#### TEXTO ####

THtay en mi casa hay un bonito crucifijo. Lo tengo no sólo porque sea una pieza hermosa, que lo es, sino también porque hay cosas que llevo bajo la piel, como tener en el dormitorio, el más privado de todos los ámbitos, una imagen religiosa. Así entiendo que debe de ser. Por eso, porque creo que la religiosidad ha de circunscribirse a las fronteras interiores, es por lo que siempre he observado con poco agrado la defensa de los símbolos en lugares públicos. Tienen derecho a expresar lo que piensan y yo a decir que, en mi opinión, la razón no les asiste. Los símbolos deben estar en los centros de culto y en los hogares de quienes se sienten representados por ellos, pero no invadir esferas compartidas con otros. No todo el mundo piensa y siente lo mismo.

#### DATOS ####

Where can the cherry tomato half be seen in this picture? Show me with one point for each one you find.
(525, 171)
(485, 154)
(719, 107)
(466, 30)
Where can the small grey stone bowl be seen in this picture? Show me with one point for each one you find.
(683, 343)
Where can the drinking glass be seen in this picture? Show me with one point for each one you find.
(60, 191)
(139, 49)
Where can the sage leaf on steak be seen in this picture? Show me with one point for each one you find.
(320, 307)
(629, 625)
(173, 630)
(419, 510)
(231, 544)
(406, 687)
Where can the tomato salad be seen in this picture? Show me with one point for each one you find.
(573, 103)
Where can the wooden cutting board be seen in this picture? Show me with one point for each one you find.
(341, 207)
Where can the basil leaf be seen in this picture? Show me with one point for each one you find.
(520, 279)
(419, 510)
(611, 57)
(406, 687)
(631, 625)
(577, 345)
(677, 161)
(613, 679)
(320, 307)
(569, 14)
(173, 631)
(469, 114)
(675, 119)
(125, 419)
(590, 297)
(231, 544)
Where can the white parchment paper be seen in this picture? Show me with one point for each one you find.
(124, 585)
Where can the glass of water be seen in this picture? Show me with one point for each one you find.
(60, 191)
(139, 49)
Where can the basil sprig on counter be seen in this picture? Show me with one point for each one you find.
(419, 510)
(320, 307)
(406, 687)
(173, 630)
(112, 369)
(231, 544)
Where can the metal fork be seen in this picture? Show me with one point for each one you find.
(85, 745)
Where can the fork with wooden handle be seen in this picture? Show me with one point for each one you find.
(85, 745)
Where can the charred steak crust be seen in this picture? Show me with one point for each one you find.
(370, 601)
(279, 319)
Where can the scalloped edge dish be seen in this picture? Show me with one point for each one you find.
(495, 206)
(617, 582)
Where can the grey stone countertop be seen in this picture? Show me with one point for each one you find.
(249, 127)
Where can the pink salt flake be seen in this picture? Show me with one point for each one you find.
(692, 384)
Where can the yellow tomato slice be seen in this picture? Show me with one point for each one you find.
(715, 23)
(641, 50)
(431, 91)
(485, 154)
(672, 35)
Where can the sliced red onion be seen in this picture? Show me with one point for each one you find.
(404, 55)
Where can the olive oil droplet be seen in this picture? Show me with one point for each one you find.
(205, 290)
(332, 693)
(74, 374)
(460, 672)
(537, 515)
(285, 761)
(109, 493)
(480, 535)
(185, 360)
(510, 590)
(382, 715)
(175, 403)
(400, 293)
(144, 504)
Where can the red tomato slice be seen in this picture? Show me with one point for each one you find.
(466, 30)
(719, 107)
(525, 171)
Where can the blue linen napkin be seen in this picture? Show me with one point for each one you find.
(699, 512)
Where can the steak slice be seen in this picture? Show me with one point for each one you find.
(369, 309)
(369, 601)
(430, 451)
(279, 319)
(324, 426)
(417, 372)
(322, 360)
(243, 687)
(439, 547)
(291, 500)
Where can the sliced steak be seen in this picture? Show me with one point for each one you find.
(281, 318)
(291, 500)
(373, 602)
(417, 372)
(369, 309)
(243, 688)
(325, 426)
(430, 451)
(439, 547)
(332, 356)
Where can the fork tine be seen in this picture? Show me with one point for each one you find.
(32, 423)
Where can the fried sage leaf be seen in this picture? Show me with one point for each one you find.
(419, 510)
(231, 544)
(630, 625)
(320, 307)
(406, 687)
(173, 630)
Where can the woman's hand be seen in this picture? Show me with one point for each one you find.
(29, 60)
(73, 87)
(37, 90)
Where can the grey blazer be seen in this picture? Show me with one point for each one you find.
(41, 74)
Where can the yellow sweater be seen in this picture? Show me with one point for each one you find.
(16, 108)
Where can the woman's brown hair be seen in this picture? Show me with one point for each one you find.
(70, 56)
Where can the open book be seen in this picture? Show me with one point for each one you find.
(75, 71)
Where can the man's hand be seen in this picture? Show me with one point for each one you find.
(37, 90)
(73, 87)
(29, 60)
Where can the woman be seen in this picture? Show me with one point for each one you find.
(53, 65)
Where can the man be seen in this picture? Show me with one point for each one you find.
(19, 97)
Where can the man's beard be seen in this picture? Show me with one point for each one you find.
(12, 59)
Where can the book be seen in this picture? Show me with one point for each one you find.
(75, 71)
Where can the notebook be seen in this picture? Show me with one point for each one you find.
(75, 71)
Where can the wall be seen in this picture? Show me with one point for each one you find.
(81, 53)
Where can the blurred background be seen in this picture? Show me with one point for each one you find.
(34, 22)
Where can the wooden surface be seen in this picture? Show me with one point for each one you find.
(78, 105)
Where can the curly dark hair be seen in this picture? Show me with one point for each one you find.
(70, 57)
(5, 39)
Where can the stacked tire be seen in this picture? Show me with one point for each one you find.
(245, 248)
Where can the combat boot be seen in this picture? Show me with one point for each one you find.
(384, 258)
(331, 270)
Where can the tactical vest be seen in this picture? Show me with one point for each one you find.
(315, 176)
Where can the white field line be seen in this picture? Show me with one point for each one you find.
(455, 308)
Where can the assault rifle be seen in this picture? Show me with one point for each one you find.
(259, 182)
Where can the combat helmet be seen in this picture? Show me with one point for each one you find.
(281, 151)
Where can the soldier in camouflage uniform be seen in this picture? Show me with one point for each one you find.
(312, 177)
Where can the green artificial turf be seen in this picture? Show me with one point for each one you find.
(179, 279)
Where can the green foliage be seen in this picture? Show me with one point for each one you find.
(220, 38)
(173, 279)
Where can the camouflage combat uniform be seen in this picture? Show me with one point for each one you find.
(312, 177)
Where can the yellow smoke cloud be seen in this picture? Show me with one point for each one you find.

####
#### DATOS ####

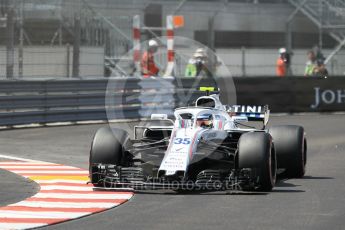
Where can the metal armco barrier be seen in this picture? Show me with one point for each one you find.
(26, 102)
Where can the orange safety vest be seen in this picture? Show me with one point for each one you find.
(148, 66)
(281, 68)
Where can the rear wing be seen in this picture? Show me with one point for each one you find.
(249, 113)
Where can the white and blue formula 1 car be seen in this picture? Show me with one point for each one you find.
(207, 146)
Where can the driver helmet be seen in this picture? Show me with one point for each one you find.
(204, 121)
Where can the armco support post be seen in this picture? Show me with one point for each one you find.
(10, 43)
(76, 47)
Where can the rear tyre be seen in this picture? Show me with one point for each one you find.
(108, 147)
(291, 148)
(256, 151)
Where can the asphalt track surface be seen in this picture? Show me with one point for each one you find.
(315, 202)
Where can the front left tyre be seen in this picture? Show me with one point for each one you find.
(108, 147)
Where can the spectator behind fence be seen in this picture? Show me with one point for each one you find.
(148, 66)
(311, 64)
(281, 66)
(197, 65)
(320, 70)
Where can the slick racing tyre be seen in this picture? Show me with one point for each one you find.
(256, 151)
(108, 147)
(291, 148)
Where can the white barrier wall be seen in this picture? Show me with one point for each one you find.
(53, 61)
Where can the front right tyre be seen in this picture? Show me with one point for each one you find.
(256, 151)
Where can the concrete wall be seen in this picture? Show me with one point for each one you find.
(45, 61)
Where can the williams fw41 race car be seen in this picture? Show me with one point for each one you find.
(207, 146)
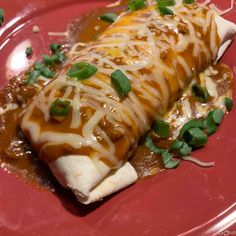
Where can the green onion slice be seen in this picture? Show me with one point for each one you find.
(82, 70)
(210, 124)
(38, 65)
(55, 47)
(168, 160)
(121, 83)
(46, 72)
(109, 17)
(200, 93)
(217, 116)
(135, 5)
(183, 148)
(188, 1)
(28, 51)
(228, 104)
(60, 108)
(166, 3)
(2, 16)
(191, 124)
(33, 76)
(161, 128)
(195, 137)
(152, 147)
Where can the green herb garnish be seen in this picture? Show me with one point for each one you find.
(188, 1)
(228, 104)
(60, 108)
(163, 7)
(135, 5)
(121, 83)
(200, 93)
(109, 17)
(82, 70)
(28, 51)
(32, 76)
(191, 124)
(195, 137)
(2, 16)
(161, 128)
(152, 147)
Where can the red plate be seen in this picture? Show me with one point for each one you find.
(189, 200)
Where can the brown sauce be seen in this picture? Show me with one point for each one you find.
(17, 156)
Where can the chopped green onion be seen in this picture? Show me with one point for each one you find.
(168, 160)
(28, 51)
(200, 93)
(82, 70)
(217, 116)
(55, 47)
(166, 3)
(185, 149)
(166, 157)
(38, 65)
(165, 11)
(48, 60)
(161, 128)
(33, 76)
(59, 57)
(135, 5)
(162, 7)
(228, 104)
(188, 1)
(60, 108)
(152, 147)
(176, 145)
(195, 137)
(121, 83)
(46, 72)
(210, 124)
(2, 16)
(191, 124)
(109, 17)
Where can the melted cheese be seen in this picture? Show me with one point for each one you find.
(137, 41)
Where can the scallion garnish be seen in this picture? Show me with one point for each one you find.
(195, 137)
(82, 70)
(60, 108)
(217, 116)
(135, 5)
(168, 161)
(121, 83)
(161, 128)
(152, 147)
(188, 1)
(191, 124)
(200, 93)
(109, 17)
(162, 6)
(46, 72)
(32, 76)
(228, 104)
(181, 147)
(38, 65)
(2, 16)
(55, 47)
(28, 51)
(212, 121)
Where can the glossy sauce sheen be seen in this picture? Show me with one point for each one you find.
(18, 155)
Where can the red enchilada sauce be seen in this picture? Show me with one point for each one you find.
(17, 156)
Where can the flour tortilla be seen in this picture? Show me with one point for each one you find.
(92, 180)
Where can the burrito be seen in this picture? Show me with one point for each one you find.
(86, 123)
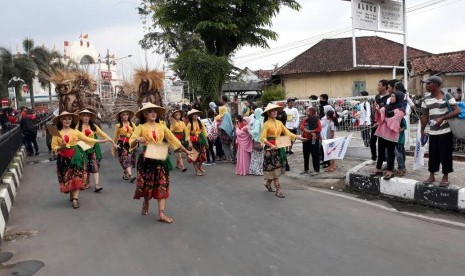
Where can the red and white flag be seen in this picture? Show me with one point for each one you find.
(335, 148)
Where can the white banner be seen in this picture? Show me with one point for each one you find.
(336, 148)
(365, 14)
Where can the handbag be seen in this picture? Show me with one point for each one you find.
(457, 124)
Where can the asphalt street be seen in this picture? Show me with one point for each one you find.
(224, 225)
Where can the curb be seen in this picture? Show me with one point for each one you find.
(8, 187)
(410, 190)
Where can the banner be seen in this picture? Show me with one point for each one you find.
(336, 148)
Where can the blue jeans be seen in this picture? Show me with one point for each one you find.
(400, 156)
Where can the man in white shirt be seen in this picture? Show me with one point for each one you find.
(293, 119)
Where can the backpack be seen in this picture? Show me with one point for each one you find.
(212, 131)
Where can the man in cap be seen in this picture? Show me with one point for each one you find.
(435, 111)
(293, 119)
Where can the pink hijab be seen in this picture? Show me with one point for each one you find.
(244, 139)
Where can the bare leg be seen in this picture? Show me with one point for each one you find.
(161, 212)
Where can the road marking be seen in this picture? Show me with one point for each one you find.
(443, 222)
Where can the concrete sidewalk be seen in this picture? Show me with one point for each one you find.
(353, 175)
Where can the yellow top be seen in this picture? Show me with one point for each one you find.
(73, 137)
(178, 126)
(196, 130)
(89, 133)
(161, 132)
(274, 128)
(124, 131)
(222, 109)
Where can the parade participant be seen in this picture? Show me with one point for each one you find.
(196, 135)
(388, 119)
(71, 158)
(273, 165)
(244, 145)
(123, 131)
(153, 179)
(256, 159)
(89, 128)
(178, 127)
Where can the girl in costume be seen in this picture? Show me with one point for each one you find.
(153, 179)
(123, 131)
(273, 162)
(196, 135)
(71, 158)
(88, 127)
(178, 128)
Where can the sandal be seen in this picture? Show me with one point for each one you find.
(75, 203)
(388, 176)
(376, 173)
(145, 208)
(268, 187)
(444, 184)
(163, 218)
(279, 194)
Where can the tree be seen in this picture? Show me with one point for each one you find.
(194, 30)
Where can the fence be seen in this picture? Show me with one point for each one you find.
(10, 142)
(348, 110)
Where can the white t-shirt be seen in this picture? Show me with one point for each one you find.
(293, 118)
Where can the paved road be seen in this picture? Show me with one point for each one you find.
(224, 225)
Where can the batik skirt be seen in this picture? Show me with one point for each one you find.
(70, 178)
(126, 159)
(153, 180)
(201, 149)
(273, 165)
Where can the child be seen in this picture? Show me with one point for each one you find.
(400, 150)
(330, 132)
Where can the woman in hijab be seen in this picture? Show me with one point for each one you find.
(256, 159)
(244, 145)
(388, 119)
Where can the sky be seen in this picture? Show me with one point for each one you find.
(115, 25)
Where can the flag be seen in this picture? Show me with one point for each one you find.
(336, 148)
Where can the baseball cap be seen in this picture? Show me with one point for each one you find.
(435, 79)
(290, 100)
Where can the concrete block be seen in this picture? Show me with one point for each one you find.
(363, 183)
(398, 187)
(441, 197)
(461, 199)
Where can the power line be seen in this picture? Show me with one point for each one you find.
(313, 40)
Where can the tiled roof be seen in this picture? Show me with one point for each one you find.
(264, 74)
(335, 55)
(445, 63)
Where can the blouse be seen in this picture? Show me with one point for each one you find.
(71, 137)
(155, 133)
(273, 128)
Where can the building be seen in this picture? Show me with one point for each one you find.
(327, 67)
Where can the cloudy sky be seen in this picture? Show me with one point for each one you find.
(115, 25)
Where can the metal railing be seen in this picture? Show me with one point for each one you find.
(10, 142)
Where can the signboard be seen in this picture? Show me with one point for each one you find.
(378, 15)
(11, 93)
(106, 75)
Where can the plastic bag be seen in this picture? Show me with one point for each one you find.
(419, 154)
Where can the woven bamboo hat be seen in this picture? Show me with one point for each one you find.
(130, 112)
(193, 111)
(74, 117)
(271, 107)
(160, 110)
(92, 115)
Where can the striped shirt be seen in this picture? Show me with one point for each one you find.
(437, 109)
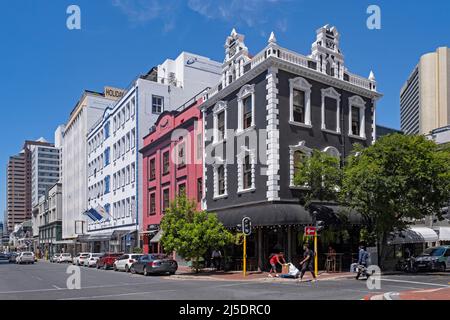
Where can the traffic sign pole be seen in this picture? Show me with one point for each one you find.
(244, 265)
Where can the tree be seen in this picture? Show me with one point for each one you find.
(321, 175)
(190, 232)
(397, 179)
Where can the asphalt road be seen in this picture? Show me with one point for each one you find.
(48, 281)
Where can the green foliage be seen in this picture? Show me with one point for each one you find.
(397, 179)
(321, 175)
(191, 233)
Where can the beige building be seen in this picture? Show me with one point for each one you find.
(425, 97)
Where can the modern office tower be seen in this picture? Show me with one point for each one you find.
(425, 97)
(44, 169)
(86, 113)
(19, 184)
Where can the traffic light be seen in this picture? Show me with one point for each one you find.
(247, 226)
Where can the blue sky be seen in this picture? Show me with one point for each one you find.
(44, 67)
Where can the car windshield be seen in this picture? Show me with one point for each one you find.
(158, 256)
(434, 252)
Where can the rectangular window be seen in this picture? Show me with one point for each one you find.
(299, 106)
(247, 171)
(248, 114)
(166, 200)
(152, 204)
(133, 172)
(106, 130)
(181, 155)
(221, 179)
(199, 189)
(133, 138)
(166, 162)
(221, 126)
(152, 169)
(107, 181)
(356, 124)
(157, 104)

####

* **ACTIVIDADES**
A. Según el texto sobre los símbolos religiosos, ¿dónde deben estar los símbolos?
B. Cambia "símbolos" por "emblemas" en el fragmento del texto sobre los símbolos religiosos que comienza en "THtay en mi" y acaba en "siente lo mismo.", y escríbelo de nuevo.
C. Prosigue el texto sobre los símbolos religiosos a partir de su última frase.
Las filas no tienen ninguna relación con este ejercicio.

* **TUS RESPUESTAS**
A. En los centros de culto y en los hogares de quienes se sienten representados por ellos.

B.
THtay en mi casa hay un bonito crucifijo. Lo tengo no sólo porque sea una pieza hermosa, que lo es, sino también porque hay cosas que llevo bajo la piel, como tener en el dormitorio, el más privado de todos los ámbitos, una imagen religiosa. Así entiendo que debe de ser. Por eso, porque creo que la religiosidad ha de circunscribirse a las fronteras interiores, es por lo que siempre he observado con poco agrado la defensa de los emblemas en lugares públicos. Tienen derecho a expresar lo que piensan y yo a decir que, en mi opinión, la razón no les asiste. Los emblemas deben estar en los centros de culto y en los hogares de quienes se sienten representados por ellos, pero no invadir esferas compartidas con otros. No todo el mundo piensa y siente lo mismo.

C.
Veo además otras dos razones para que los crucifijos nos estén en los colegios públicos. Es cierto que la exposición de un símbolo religioso nada debe importar a quien no cree en lo que significa, pero un símbolo es mucho más que un simple objeto, encierra toda una forma y filosofía de vida y es comprensible que, quienes no la compartan, no quieran que sus hijos se eduquen con la presencia de un distintivo que (guste o no guste a muchos cristianos) identifica a la Iglesia católica y a su manera de entender el mundo. La otra razón para sacar las imágenes de las aulas es que en sus pupitres se sientan alumnos de creencias distintas, que adoran a otras representaciones de Dios, y no veo motivo para que algunos se empeñen en imponerles la suya. Quizás sea porque se sienten con la fuerza de la mayoría, o porque piensan que este es su país y estas son las escuelas de sus hijos. Esto nos introduce en otras cuestiones que nada tienen que ver con la creencia religiosa, sino con la exclusión del diferente.

Esos, son ya otros problemas que esconden tras el crucifijo.